▸ AIM: Rewrite the data below as a two-column CSV with the header text,answer, one row for each text-and-answer pair. Put each value in a single double-quoted field, replace line breaks with spaces, and leave out the pictures.

+ + + + +

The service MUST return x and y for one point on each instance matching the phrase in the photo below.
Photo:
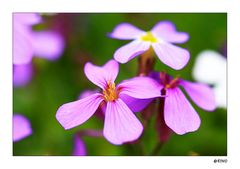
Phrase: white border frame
(232, 7)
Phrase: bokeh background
(57, 82)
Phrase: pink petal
(121, 125)
(48, 44)
(21, 127)
(179, 114)
(126, 31)
(131, 50)
(166, 30)
(79, 147)
(100, 75)
(87, 93)
(22, 74)
(22, 45)
(171, 55)
(136, 105)
(140, 87)
(75, 113)
(27, 18)
(201, 94)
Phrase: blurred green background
(61, 81)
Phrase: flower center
(110, 93)
(149, 37)
(167, 81)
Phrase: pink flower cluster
(118, 102)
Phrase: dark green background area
(61, 81)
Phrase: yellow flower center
(149, 37)
(110, 93)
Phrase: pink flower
(21, 127)
(179, 115)
(79, 147)
(28, 43)
(159, 38)
(120, 124)
(22, 74)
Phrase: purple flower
(160, 39)
(179, 114)
(22, 74)
(120, 124)
(79, 147)
(28, 43)
(21, 127)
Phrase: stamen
(110, 93)
(149, 37)
(173, 83)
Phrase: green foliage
(59, 82)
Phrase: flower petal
(166, 30)
(201, 94)
(48, 44)
(136, 105)
(21, 127)
(79, 147)
(22, 74)
(121, 125)
(75, 113)
(101, 75)
(126, 31)
(87, 93)
(140, 87)
(171, 55)
(179, 114)
(22, 45)
(131, 50)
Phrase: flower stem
(146, 63)
(157, 149)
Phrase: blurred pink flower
(179, 114)
(21, 127)
(160, 39)
(79, 147)
(22, 74)
(120, 124)
(28, 43)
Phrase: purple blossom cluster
(117, 104)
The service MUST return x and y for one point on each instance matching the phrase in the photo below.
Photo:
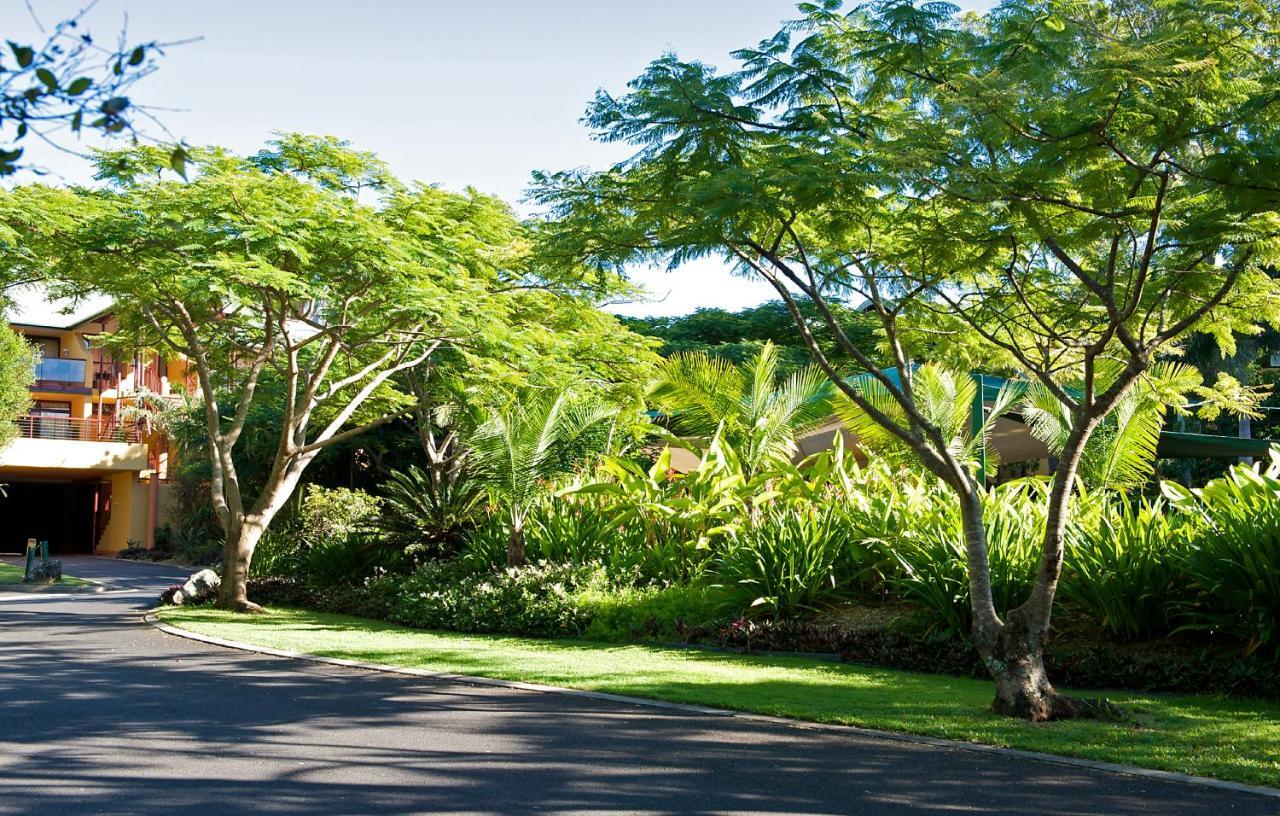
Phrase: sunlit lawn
(1223, 737)
(10, 573)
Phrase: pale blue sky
(451, 92)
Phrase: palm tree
(942, 397)
(758, 413)
(1121, 453)
(516, 450)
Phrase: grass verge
(1223, 737)
(13, 574)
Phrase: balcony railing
(74, 429)
(60, 371)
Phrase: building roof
(31, 306)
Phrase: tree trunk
(516, 546)
(237, 555)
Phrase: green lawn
(1228, 738)
(13, 574)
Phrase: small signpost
(31, 558)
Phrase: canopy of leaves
(71, 82)
(1031, 191)
(755, 411)
(17, 374)
(737, 337)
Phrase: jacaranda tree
(304, 274)
(1057, 189)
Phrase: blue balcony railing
(60, 371)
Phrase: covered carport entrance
(65, 513)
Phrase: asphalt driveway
(103, 714)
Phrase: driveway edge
(1052, 759)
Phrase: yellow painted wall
(128, 513)
(74, 454)
(118, 531)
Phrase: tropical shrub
(786, 562)
(329, 541)
(929, 551)
(332, 514)
(535, 600)
(627, 613)
(426, 513)
(1234, 559)
(1124, 565)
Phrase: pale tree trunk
(242, 539)
(1014, 652)
(237, 557)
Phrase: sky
(457, 94)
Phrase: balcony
(60, 374)
(74, 429)
(59, 447)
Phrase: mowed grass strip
(1223, 737)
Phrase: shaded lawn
(1224, 737)
(13, 574)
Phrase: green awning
(1178, 445)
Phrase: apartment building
(83, 473)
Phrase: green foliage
(929, 550)
(71, 81)
(328, 541)
(1234, 560)
(1121, 453)
(17, 374)
(787, 562)
(428, 513)
(737, 337)
(755, 412)
(625, 613)
(535, 439)
(942, 397)
(1124, 567)
(528, 600)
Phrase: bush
(931, 553)
(428, 513)
(629, 613)
(135, 551)
(330, 514)
(786, 562)
(1234, 559)
(1124, 568)
(329, 541)
(535, 600)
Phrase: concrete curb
(55, 588)
(1111, 768)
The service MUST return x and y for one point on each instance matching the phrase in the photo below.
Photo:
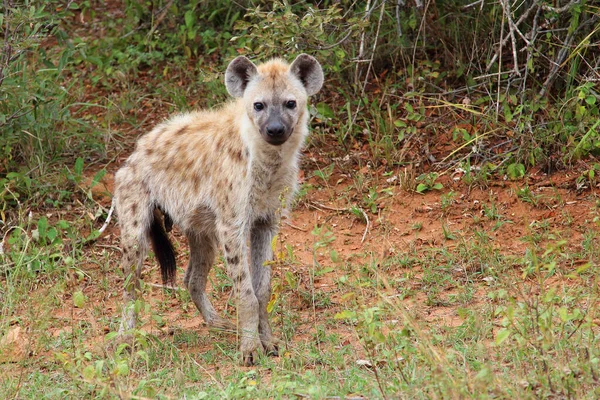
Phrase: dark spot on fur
(196, 180)
(233, 260)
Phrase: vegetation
(444, 244)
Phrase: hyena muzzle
(223, 177)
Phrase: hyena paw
(120, 339)
(250, 352)
(271, 346)
(221, 324)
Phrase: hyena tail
(163, 248)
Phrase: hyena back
(219, 176)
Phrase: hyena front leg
(202, 256)
(260, 241)
(236, 255)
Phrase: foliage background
(494, 89)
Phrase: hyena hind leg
(135, 218)
(202, 256)
(134, 252)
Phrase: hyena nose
(275, 129)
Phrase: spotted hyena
(219, 175)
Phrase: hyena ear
(238, 74)
(309, 71)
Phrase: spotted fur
(219, 176)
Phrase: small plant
(525, 194)
(447, 200)
(427, 182)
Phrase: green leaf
(42, 227)
(78, 169)
(79, 299)
(515, 171)
(98, 177)
(325, 110)
(189, 18)
(51, 234)
(88, 372)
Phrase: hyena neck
(273, 170)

+ + + + +

▸ EXERCISE RESULT:
text,answer
"The service MUST return x and y for one point on each instance matching the phrase in the photo below. Photo: Phrase: white border frame","(232, 7)"
"Phrase: bokeh background","(57, 82)"
"Phrase: pink petal","(121, 125) (48, 44) (21, 127) (179, 114) (126, 31) (131, 50) (166, 30) (79, 147) (100, 75) (87, 93) (22, 74) (22, 45) (171, 55) (136, 105) (140, 87) (75, 113) (27, 18) (201, 94)"
"Phrase: blurred green background","(61, 81)"
"Phrase: flower center","(110, 93) (149, 37) (167, 81)"
"Phrase: pink flower cluster","(118, 102)"
"Phrase: dark green background area","(61, 81)"
"Phrase: yellow flower center","(149, 37) (110, 93)"
"Phrase: pink flower","(21, 127) (179, 115) (79, 147) (28, 43) (159, 38) (120, 124) (22, 74)"
"Phrase: purple flower","(160, 39) (179, 114) (22, 74) (120, 124) (79, 147) (28, 43) (21, 127)"
"Phrase: stamen","(110, 93) (149, 37) (173, 83)"
"Phrase: green foliage","(59, 82)"
"Phrase: flower petal","(166, 30) (201, 94) (48, 44) (136, 105) (21, 127) (79, 147) (22, 74) (121, 125) (75, 113) (101, 75) (126, 31) (87, 93) (140, 87) (171, 55) (179, 114) (22, 45) (131, 50)"
"Phrase: flower stem","(146, 63) (157, 149)"
"Phrase: blurred pink flower","(179, 114) (21, 127) (160, 39) (79, 147) (22, 74) (120, 124) (28, 43)"
"Phrase: purple blossom cluster","(117, 104)"
"The service MUST return x and y for one point on each instance matching the phrase in the photo below. Photo: Phrase: sunlit lawn","(1223, 737) (10, 573)"
"Phrase: pale blue sky","(451, 92)"
"Phrase: palm tree","(942, 397) (758, 413) (1121, 453) (516, 450)"
"Phrase: grass verge","(1223, 737) (13, 574)"
"Phrase: balcony railing","(74, 429) (60, 371)"
"Phrase: building roof","(31, 306)"
"Phrase: tree trunk","(516, 546) (237, 555)"
"Phrase: green lawn","(1228, 738) (13, 574)"
"Phrase: small signpost","(31, 558)"
"Phrase: canopy of leaves","(71, 82) (1031, 191) (755, 411) (17, 374) (737, 337)"
"Phrase: jacaranda tree","(304, 274) (1057, 189)"
"Phrase: blue balcony railing","(60, 371)"
"Phrase: covered carport entrance","(65, 513)"
"Phrase: asphalt driveway","(103, 714)"
"Phrase: driveway edge","(1052, 759)"
"Phrase: yellow painted wall","(128, 513) (74, 454) (118, 531)"
"Phrase: tropical shrub","(786, 562) (329, 541) (929, 551) (332, 514) (535, 600) (627, 613) (426, 513) (1234, 559) (1124, 565)"
"Phrase: pale tree trunk","(242, 539) (1014, 652) (237, 557)"
"Phrase: sky","(457, 94)"
"Phrase: balcony","(60, 374) (74, 429) (59, 447)"
"Phrase: mowed grass strip","(1223, 737)"
"Phrase: shaded lawn","(1224, 737) (13, 574)"
"Phrase: green awning","(1178, 445)"
"Phrase: apartment building","(83, 473)"
"Phrase: green foliage","(929, 550) (71, 81) (328, 541) (1234, 560) (1121, 453) (17, 374) (787, 562) (428, 513) (737, 337) (755, 412) (625, 613) (535, 439) (942, 397) (1124, 567) (528, 600)"
"Phrase: bush","(931, 553) (428, 513) (629, 613) (135, 551) (330, 514) (786, 562) (1234, 559) (1124, 568) (329, 541) (535, 600)"
"Phrase: concrete curb","(55, 588) (1111, 768)"
"The service MUST return x and y for one point on each instance matching the phrase in the photo below. Photo: Phrase: dark spot on fur","(196, 180) (233, 260)"
"Phrase: vegetation","(444, 244)"
"Phrase: hyena muzzle","(223, 177)"
"Phrase: hyena paw","(120, 339) (250, 352) (271, 346) (221, 324)"
"Phrase: hyena tail","(163, 248)"
"Phrase: hyena back","(219, 176)"
"Phrase: hyena front leg","(202, 256) (260, 241) (236, 255)"
"Phrase: foliage background","(494, 89)"
"Phrase: hyena hind leg","(135, 218) (202, 256) (134, 252)"
"Phrase: hyena nose","(275, 129)"
"Phrase: spotted hyena","(219, 175)"
"Phrase: hyena ear","(238, 74) (309, 71)"
"Phrase: spotted fur","(219, 176)"
"Phrase: small plant","(525, 194) (447, 200) (427, 182)"
"Phrase: green leaf","(42, 227) (78, 169) (79, 299) (515, 171) (98, 177) (325, 110) (189, 18) (51, 234) (88, 372)"
"Phrase: hyena neck","(273, 170)"